▸ What is needed
Reproduce all of the data word for word.

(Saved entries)

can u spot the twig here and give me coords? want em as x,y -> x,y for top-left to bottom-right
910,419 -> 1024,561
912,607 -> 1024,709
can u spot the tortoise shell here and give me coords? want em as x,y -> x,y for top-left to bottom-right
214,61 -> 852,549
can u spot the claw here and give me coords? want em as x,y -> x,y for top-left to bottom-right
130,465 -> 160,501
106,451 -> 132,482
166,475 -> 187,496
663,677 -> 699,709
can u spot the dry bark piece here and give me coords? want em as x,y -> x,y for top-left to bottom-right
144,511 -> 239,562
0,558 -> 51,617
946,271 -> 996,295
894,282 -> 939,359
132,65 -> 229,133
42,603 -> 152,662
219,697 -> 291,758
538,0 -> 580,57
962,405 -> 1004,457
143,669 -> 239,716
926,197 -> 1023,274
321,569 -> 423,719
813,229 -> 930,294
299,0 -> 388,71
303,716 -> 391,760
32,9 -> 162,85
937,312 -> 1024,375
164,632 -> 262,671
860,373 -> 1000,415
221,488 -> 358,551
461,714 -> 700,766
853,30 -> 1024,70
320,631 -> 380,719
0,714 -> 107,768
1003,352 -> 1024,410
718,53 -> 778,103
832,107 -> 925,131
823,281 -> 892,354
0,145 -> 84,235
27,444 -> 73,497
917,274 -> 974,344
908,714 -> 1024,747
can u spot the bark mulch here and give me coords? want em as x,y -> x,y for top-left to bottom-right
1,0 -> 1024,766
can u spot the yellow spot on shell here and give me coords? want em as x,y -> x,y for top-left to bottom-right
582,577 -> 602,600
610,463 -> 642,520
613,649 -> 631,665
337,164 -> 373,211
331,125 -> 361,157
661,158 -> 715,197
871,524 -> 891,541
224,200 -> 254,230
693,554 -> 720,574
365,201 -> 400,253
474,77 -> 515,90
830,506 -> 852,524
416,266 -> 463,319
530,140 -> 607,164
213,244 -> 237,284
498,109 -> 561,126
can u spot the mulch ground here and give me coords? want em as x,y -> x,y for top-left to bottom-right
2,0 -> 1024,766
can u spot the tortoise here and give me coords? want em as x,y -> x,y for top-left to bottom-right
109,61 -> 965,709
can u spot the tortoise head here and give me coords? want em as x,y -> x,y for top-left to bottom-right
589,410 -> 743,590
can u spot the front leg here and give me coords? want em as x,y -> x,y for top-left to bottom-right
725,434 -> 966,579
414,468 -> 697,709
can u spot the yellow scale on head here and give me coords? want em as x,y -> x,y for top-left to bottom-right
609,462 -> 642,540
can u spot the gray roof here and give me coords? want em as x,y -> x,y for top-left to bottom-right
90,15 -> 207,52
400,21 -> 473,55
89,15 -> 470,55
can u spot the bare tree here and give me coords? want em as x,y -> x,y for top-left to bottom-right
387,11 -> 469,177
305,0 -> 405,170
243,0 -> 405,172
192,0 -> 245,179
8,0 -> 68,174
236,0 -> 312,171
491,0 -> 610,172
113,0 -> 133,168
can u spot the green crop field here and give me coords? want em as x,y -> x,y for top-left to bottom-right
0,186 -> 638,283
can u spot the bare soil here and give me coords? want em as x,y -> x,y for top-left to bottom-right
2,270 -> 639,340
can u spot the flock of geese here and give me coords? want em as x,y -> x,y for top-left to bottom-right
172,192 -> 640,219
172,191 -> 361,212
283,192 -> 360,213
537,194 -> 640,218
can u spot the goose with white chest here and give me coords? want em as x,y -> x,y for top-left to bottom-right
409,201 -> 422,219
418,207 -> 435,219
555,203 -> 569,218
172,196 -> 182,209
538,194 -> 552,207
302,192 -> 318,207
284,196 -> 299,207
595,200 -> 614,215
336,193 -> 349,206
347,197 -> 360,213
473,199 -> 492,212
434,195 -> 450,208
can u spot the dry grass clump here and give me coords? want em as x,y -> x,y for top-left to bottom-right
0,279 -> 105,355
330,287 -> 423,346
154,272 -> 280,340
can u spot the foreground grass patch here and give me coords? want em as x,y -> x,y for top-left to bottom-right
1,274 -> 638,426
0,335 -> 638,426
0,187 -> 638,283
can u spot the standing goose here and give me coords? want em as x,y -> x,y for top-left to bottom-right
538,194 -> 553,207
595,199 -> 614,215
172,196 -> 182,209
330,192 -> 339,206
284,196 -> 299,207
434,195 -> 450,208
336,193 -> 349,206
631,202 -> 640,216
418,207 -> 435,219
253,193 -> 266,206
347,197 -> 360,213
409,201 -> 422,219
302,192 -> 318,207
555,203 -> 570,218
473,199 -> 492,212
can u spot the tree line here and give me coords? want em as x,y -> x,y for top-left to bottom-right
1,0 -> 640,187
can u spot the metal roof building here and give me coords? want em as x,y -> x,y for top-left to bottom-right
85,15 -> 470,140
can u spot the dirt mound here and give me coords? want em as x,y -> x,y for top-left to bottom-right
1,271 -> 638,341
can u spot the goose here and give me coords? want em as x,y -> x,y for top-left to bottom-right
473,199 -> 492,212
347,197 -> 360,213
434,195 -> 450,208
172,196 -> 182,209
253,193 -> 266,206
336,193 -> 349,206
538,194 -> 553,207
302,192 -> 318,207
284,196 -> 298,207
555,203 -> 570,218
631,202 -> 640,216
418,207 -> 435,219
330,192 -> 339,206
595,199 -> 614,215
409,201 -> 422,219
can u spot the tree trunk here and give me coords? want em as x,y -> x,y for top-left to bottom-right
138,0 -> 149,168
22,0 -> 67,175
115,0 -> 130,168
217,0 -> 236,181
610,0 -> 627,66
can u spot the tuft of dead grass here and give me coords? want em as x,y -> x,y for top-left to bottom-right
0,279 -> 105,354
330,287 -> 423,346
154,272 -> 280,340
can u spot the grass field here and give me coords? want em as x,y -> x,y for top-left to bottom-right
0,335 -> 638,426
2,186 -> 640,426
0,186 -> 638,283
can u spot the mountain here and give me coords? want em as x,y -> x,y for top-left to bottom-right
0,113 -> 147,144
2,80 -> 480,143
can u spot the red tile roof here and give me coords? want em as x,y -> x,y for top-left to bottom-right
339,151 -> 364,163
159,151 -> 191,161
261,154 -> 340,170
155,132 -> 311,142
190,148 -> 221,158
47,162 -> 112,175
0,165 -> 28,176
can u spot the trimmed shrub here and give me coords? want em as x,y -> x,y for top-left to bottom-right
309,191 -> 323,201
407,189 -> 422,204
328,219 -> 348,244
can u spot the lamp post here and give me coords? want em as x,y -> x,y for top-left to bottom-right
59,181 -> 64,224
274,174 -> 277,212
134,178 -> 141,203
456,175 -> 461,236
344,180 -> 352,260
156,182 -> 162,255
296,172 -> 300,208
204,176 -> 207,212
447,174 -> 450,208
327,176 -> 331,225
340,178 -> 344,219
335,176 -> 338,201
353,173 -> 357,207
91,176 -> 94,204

▸ Solution
can u spot the twig here and give me coords? want em as x,y -> x,y for top-left to bottom-right
910,419 -> 1024,561
912,607 -> 1024,709
can u spot the tortoise shell here and give me coords? want em as x,y -> x,y for top-left to bottom-right
214,61 -> 852,549
can u spot the claw here and give me coords? want em as x,y -> x,y for top-left to bottom-right
130,465 -> 160,501
106,451 -> 132,482
166,475 -> 187,496
663,677 -> 699,709
can u spot the dry bark piece here and give me coords? want em as x,y -> x,y for top-left to bottom-right
144,511 -> 239,562
0,558 -> 51,617
946,271 -> 996,295
894,282 -> 939,359
132,65 -> 229,133
42,603 -> 152,662
219,697 -> 291,758
538,0 -> 580,57
962,405 -> 1004,457
143,669 -> 239,716
926,197 -> 1023,274
321,569 -> 423,719
813,229 -> 930,294
299,0 -> 388,71
303,716 -> 391,760
32,9 -> 162,85
937,312 -> 1024,375
164,632 -> 262,671
860,373 -> 1000,415
221,488 -> 358,551
461,714 -> 700,766
853,30 -> 1024,70
320,631 -> 380,719
0,714 -> 107,768
1003,352 -> 1024,410
718,53 -> 778,103
832,107 -> 925,131
823,281 -> 892,354
0,145 -> 84,235
27,444 -> 73,497
917,274 -> 974,344
908,714 -> 1024,747
can u spot the bark mulch here and give me coords? want em as x,y -> x,y for top-left to bottom-right
1,0 -> 1024,766
can u spot the yellow spot on shell here and give me coords? want em as x,y -> x,y for top-left to bottom-right
582,577 -> 602,600
610,463 -> 642,520
613,649 -> 631,665
337,164 -> 373,211
331,125 -> 361,157
661,158 -> 715,197
871,524 -> 891,541
224,200 -> 254,230
693,554 -> 720,574
365,201 -> 400,253
474,77 -> 515,90
830,506 -> 852,524
416,266 -> 463,319
530,140 -> 607,164
213,244 -> 237,284
498,109 -> 561,126
can u spot the mulch ground here and give me coords? want em as x,y -> x,y for top-left to bottom-right
2,0 -> 1024,766
can u spot the tortoise here and give me coords? want em as x,y -> x,y for top-left to bottom-right
109,61 -> 965,709
can u spot the tortoise head here and give me coords? want em as x,y -> x,y for top-left to bottom-right
589,410 -> 743,590
can u spot the front leg here and give me coords? want em as x,y -> x,y for top-left to bottom-right
725,434 -> 966,579
414,468 -> 697,709
can u spot the yellow scale on head here and give me coords? want em as x,y -> x,y for top-left to bottom-right
609,462 -> 642,540
can u spot the gray roof here and give me coords? want em as x,y -> x,y for top-left to bottom-right
90,15 -> 207,52
400,21 -> 473,55
89,15 -> 470,55
can u spot the bare tree here and give me coords? want em as x,y -> x,y for top-left to bottom-right
387,11 -> 469,177
305,0 -> 405,170
243,0 -> 405,172
192,0 -> 245,179
8,0 -> 68,174
236,0 -> 312,171
491,0 -> 610,172
113,0 -> 133,168
can u spot the green crop field here and give me coords? want em as x,y -> x,y for top-left to bottom-right
0,186 -> 638,283
can u spot the bare soil here and give me coords? want em as x,y -> x,y for top-left to bottom-right
2,270 -> 639,340
can u spot the flock of geese here and give me coords? want em as x,y -> x,y for top-left to bottom-right
172,192 -> 640,219
172,191 -> 361,212
283,192 -> 360,213
537,194 -> 640,218
can u spot the goose with white chest here and give me coords? want em as x,y -> x,y for top-left to bottom-right
409,201 -> 422,219
418,207 -> 435,219
555,203 -> 569,218
172,196 -> 182,209
538,194 -> 552,207
302,192 -> 318,207
284,196 -> 299,207
595,200 -> 614,215
336,193 -> 349,206
347,197 -> 360,213
473,199 -> 492,212
434,195 -> 450,208
can u spot the dry grass clump here and give me coords? want em as x,y -> x,y for top-left to bottom-right
0,279 -> 105,355
330,287 -> 423,346
154,272 -> 280,340
can u spot the foreground grass patch here and give me coords? want em as x,y -> x,y for top-left to bottom-right
1,274 -> 638,426
0,335 -> 638,426
0,187 -> 638,283
can u spot the standing goose here and give me coords? want em as x,y -> x,y for top-left to bottom-right
538,194 -> 553,207
595,199 -> 614,215
172,196 -> 182,209
330,192 -> 339,206
284,196 -> 299,207
434,195 -> 450,208
336,193 -> 349,206
631,202 -> 640,216
418,207 -> 435,219
253,193 -> 266,206
347,197 -> 360,213
409,201 -> 422,219
302,192 -> 318,207
555,203 -> 570,218
473,199 -> 492,212
can u spot the tree line here and give me coords? want em as x,y -> x,y for top-left to bottom-right
1,0 -> 640,187
can u spot the metal roof building here and give me coords? want em as x,y -> x,y for top-left to bottom-right
85,15 -> 470,140
can u spot the dirt mound here and give me coords? want em as x,y -> x,y for top-left to bottom-right
1,271 -> 638,341
can u spot the goose here and give me coords? want em as x,y -> x,y for top-left to bottom-right
473,199 -> 492,212
347,197 -> 360,213
434,195 -> 450,208
172,196 -> 182,209
253,193 -> 266,206
336,193 -> 349,206
538,194 -> 553,207
302,192 -> 318,207
284,196 -> 298,207
555,203 -> 570,218
631,202 -> 640,216
418,207 -> 435,219
330,192 -> 339,206
595,199 -> 614,215
409,201 -> 422,219
can u spot the tree trunk here and give me coords? want em as x,y -> x,y for top-left to bottom-right
138,0 -> 149,168
22,0 -> 67,175
115,0 -> 130,168
217,0 -> 236,181
610,0 -> 627,66
can u spot the tuft of dead grass here and give me coords? want em as x,y -> x,y for top-left to bottom-right
0,279 -> 105,354
330,287 -> 423,346
154,272 -> 280,340
can u spot the grass field here and give me coords? want em as x,y -> x,y for top-left to bottom-right
0,335 -> 638,426
2,186 -> 640,426
0,186 -> 638,283
can u spot the mountain here and give me coords? want em as x,y -> x,y for top-left to bottom-right
0,113 -> 147,144
2,80 -> 480,143
can u spot the red tile roof here and give me coords? want em as x,y -> x,y for top-left to bottom-right
339,151 -> 364,163
159,151 -> 191,161
261,154 -> 340,170
155,132 -> 311,142
190,148 -> 221,158
47,162 -> 112,175
0,165 -> 28,176
can u spot the trimmed shrub here and give me coords? want em as x,y -> x,y for top-left to bottom-right
309,191 -> 323,201
407,189 -> 422,204
328,219 -> 348,244
can u spot the lamp post here and give me coords? want em as x,y -> x,y for top-left to bottom-right
59,181 -> 64,224
274,174 -> 277,212
134,178 -> 141,203
456,175 -> 461,236
344,180 -> 352,260
156,182 -> 162,255
296,172 -> 300,208
204,176 -> 207,212
447,174 -> 450,208
327,176 -> 331,225
340,178 -> 344,219
335,176 -> 338,201
353,173 -> 357,207
91,176 -> 94,204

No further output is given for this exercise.